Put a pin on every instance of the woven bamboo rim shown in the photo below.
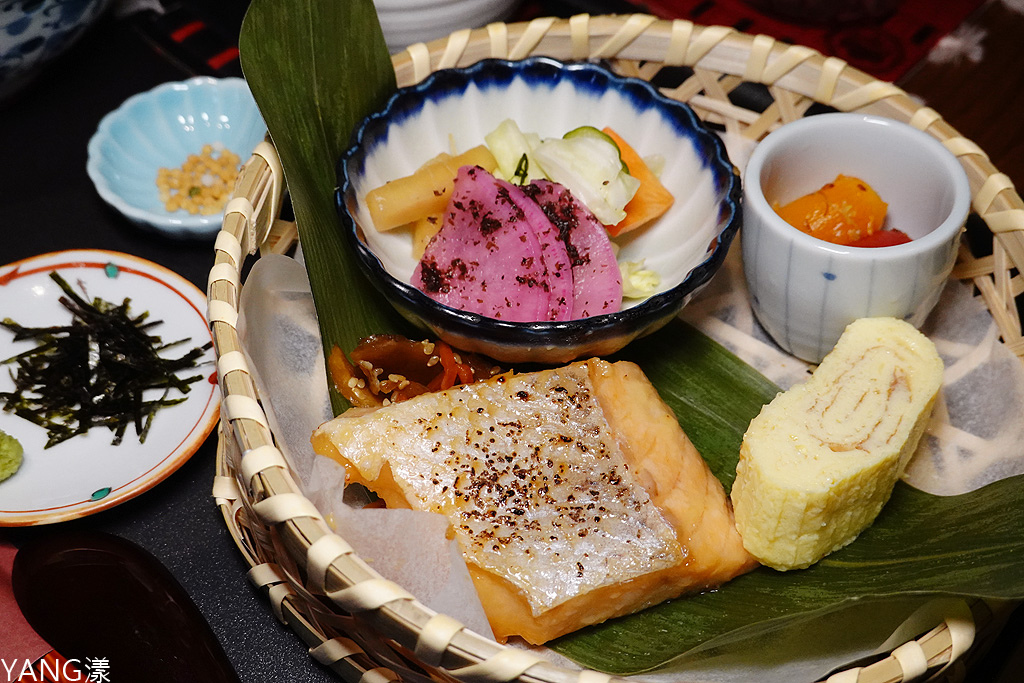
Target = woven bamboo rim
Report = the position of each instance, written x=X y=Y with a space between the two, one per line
x=367 y=628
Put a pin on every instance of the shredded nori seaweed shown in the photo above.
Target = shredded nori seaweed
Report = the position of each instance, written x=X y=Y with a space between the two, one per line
x=95 y=371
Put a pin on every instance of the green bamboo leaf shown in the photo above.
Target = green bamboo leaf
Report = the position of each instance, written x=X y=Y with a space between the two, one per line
x=315 y=69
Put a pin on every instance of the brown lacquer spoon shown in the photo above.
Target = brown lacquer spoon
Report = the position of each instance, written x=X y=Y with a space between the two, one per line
x=100 y=600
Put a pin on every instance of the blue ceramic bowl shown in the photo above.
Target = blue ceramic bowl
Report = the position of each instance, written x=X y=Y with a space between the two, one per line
x=159 y=129
x=33 y=33
x=455 y=109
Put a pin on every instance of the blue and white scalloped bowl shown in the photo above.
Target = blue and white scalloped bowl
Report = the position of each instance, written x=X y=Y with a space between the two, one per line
x=455 y=109
x=159 y=129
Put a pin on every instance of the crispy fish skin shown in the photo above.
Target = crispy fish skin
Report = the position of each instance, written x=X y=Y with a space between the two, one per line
x=548 y=498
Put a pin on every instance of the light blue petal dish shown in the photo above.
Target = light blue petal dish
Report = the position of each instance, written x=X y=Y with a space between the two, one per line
x=159 y=129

******

Repeat the whole listing above word for word, leaving out the picture.

- Solved problem
Put a pin on every instance of the woven bamboo rim shown in the photo below.
Target = woven bamboo rim
Report = the position of each instance, written x=X y=Y with a space between the two, one per line
x=367 y=628
Put a pin on every instance of the shredded nori seaweed shown in the photo above.
Target = shredded nori seaweed
Report = the position of each instance, written x=X y=Y with a space between the two, one per line
x=95 y=371
Put a pin on every instance of the green bamboo leaf shown in the photo above.
Target = green bamboo leaf
Report = the position of each instance, written x=X y=Y with a space between the two, one per line
x=315 y=69
Put a pin on every instance of the brown lacquer spoon shown in the photo above.
Target = brown lacquer spoon
Report = the position of each instance, written x=X y=Y with a space between the two, one per line
x=100 y=600
Put a pin on every instance of the blue ceramic bowl shown in the photo above.
Target = blue ceramic bowl
Report = the position of each instance, written x=X y=Y with a space between the two, one per line
x=159 y=129
x=33 y=33
x=455 y=109
Put a pin on every instance of the blue and white scalloped bowl shown in the photo above.
Target = blue and white scalloped bowl
Report = the position of each instance, written x=X y=Y with a space between the two, one per line
x=455 y=109
x=159 y=129
Put a pin on every instance of the crispy fish skin shown in the photo above.
Target = crispy fish skin
Report = the position of each instance, written x=X y=Y with a space between the two, one per line
x=548 y=498
Put a pin on every instance of the light blue petal dish shown in the photo above.
Target = light blue petal dish
Report = the position of each instance, written x=X y=Y with a space between the two, one per line
x=159 y=129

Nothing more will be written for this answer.